_Tarefas propostas_
(A) Com base no texto sobre Freud e Hobbes, explique por que o ofendido costuma desejar o cativeiro do adversário, e não a sua morte.
(B) Segundo o texto sobre Freud e Hobbes, qual é o maior sofrimento?
(C) Prossiga o texto sobre Freud e Hobbes a partir do ponto em que ele termina.

_Trecho do texto_
════════════════
Freud, em seu livro Mal-estar na Civilização, de 1930, nos diz que: “… Os homens não são criaturas gentis que desejam ser amadas e que, no máximo, podem defender-se quando atacadas: pelo contrário, são criaturas entre cujos dotes instintivos deve-se levar em conta uma poderosa quota de agressividade. Em resultado disso, o seu próximo é para eles, não apenas um ajudante potencial ou um objeto sexual, mas também alguém que os tenta a satisfazer sobre ele a sua agressividade, a explorar sua capacidade de trabalho sem compensação, utilizá-lo sexualmente sem o seu consentimento, apoderar-se de suas posses, humilhá-lo, causar-lhe sofrimento, torturá-lo e matá-lo. Homo homini lupus“.

Freud, ecoa Hobbes quando este diz que o homem, por natureza, procura ultrapassar todos os seus semelhantes: ele não busca apenas a satisfação de suas necessidades naturais, mas sobretudo as alegrias da vaidade. O maior sofrimento é ser desprezado. Assim sendo, o ofendido procura vingar-se, mas comumente não deseja a morte de seu adversário, mas sim seu cativeiro, a fim de poder ler, em seu olhar atemorizado e submisso, o reconhecimento de sua própria superioridade. É claro que esse é um estado extremamente infeliz. Em definitivo, ninguém está protegido.
════════════════
_Trechos dos registros_
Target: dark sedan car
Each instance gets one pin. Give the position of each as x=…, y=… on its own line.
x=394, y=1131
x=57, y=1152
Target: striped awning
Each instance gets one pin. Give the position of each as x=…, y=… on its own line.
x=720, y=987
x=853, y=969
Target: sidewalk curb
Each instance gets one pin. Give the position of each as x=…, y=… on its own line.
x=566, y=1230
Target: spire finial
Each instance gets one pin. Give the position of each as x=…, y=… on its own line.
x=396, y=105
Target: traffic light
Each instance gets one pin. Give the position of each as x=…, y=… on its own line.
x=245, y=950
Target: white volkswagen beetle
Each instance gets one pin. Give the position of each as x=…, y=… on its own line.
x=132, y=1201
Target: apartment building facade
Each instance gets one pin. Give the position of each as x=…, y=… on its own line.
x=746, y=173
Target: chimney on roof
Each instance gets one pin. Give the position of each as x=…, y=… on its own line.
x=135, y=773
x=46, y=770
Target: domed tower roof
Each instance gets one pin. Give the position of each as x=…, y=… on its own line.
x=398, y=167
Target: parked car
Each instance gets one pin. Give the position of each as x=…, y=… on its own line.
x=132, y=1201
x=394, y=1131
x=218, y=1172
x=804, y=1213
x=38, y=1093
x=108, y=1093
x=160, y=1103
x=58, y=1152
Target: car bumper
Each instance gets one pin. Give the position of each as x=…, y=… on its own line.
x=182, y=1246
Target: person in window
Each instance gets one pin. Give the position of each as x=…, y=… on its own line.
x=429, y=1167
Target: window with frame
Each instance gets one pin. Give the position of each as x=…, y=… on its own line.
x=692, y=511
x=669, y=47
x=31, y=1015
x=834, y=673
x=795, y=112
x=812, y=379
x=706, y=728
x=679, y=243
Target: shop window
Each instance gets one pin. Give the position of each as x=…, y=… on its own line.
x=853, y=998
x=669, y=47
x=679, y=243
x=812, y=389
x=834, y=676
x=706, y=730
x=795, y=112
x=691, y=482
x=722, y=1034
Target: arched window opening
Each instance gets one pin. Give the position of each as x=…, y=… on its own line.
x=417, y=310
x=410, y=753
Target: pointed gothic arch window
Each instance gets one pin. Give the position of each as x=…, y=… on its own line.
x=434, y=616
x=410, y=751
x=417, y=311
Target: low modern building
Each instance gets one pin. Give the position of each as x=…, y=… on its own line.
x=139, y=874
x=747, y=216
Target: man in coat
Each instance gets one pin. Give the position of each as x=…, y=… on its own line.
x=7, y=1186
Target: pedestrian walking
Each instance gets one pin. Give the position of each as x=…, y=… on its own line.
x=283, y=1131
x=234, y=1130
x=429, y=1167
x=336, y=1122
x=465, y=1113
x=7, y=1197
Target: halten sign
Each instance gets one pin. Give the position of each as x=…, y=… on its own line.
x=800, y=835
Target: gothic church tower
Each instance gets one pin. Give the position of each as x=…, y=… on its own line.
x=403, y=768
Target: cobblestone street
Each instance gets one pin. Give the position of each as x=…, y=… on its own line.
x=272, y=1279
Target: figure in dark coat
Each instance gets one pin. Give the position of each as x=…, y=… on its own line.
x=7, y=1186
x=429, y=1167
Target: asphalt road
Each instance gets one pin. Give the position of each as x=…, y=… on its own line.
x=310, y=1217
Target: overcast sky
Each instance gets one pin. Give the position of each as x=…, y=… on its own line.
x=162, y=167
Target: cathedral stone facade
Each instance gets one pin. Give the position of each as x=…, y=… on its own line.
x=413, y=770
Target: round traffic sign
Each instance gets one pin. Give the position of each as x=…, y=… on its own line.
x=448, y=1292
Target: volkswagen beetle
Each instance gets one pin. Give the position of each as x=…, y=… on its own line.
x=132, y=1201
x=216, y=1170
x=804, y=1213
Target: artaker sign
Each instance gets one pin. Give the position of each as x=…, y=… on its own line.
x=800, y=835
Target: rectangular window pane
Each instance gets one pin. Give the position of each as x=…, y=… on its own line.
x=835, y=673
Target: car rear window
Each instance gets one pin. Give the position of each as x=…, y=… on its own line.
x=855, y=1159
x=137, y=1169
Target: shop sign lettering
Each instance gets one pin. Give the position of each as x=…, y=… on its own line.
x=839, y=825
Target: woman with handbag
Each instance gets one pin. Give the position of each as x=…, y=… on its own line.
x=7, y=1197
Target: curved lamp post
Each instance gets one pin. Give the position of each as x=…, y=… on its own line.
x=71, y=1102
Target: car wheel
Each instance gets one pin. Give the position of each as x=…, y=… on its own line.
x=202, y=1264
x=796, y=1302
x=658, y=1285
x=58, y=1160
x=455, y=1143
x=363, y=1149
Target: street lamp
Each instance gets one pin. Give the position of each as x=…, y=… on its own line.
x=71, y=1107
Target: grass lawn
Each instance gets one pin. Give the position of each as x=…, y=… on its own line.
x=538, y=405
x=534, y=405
════════════════
_Conjunto de respostas_
(A) O ofendido prefere manter o adversário em cativeiro porque assim pode ler, em seu olhar atemorizado e submisso, o reconhecimento de sua própria superioridade.

(B) O maior sofrimento é ser desprezado.

(C)
Uma dimensão perversa assassina habita em cada um de nós. Temos instintos de agredir e de matar, pouco importam as interpretações que lhe dermos. Importa assumi-la não só individualmente como principalmente no coletivo. Freud bem sugeria: tudo o que cria vínculos entre os seres humanos, tudo o que civiliza, toda a educação assim como toda arte, trabalha contra a agressão e a morte.

Podemos superar essa dilaceração no humano? Foi a pergunta que Einstein colocou em uma carta, de 30 de julho de 1932, a Freud: “Existe a possibilidade de dirigir a evolução psíquica a ponto de tornar os seres humanos mais capazes de resistir à psicose do ódio e da destruição?“. Freud respondeu realisticamente: “Não existe a esperança de suprimir de modo direto a agressividade humana. O que podemos é percorrer vias indiretas, reforçando o princípio de vida (Eros) contra o princípio de morte (Thanatos)“. E termina com uma frase resignada: “Esfaimados pensamos no moinho que tão lentamente mói que poderemos morrer de fome antes de receber a farinha“.

Será esse o nosso destino?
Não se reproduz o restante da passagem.